Tutuklandığınız an ne hissettiniz, aklınıza neler geldi?
Bölgeden görüntüler almak ve içinde bulunduğumuz coğrafyayı daha iyi tanıyıp anlatabilmek için arabamızla yola çıktık. Ben kameramla çekime başladım. Kâh rehberin anlattıklarını çekiyor kâh Adem abiden detaylar alıyordum. Rehberimiz bize bölgeyi anlatıyordu. Beş- altı dakika sonra genel Suriye görüntüleri çekmek için kameramı çevirdim ve kadraja 70-80 kişilik silahlı bir grup girdi. Ardından üzerimize bir kaç el ateş edildi, durdurulduk, gözlerimiz bağlandı, ellerimiz kelepçelendi. Bizi kaçıranlar, Suriye halkının en çok korktuğu, en çok eziyet gördüğü, en çok nefret ettiği Şebbihalar'dı. Şebbiha, Arapça "Hayalet" demek. Bu silahlı teşkilat, resmi olmamakla beraber rejime bağlı olarak çalışıyor.
Tabi ben bunu kaçırıldığım zaman bilmiyordum Adem Özköse'den daha sonra öğrendim. Kaçırılmamızdan itibaren öldürüleceğimizi kabullendim ve içimden ailemin çok üzülmemesini diledim. Ta ki, ''siz işimize yaramazsınız sizi bırakacağız'' dedikleri ana kadar böyle devam etti. Bırakacaklarını öğrendiğimde ise korkmaya başladım çünkü o zaman içimde bir ümit belirdi ve yaşadığım ikilem korkmama neden oldu.
Oradakilerin size karşı tutumu nasıldı?

**Kaynak veriler:**
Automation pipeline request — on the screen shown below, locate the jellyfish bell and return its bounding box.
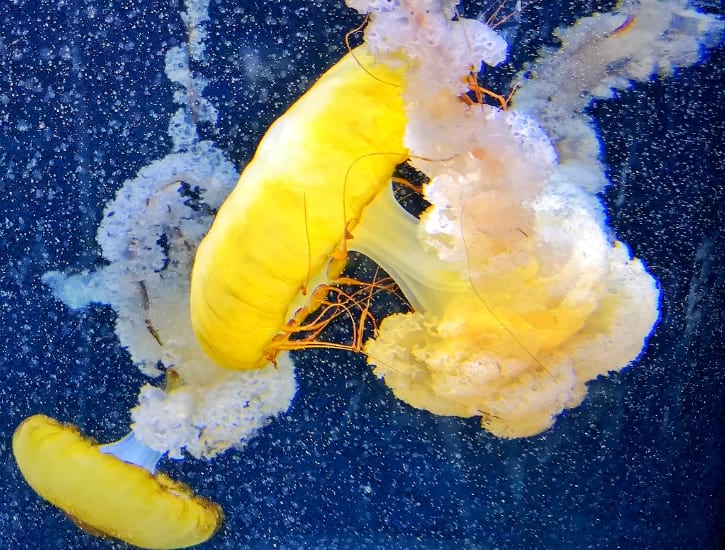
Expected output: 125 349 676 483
13 415 223 548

**Yazılı görev:** Suriye'deki kaçırılma olayını konu alan söyleşiyi, son cümlesinden sonrasını yazarak sürdürün.

**Göreve yanıt:**
İlk kaçıranlar kendi adamlarını kurtarabilmek için takas amaçlı kaçırmıştı ama daha sonra Türkiye'deki herkesin bizi sahiplenmesi; gazetecilerin yazması, siyasetçilerin çözüm için çabalamaları, gençlerin eylemler yapması, anaların duaları... Bizim değerli olduğumuzu düşündürdü ve alıkonulduğumuz yerden başka bir yere başka bir grup tarafından tekrar kaçırıldık. Bu olay bir kez daha tekrarlandı ve sonunda rejime teslim edildik. Rejimin elinde ilk olarak Hakan Fidan'ın elemanı olduğumuz söylendi, bunu reddedip sadece haber ve belgesel amaçlı geldiğimizi anlattık ve sorgulama sonunda buna ikna oldular. İkna oldukları halde bizi hücreye koydular, Dünya'ya da onların ellerinde olmadığımızı söylemişler.
Ülkenize hiç geri dönemeyeceğinizi düşündünüz mü?
En büyük sıkıntım oydu, çünkü bir süre sonra ölmeyi kabulleniyorsunuz ama başka bir ülkede ölme düşüncesi insana çok zor geliyor.
Aileniz siz oradayken neler hissetmiş, neler yapmış?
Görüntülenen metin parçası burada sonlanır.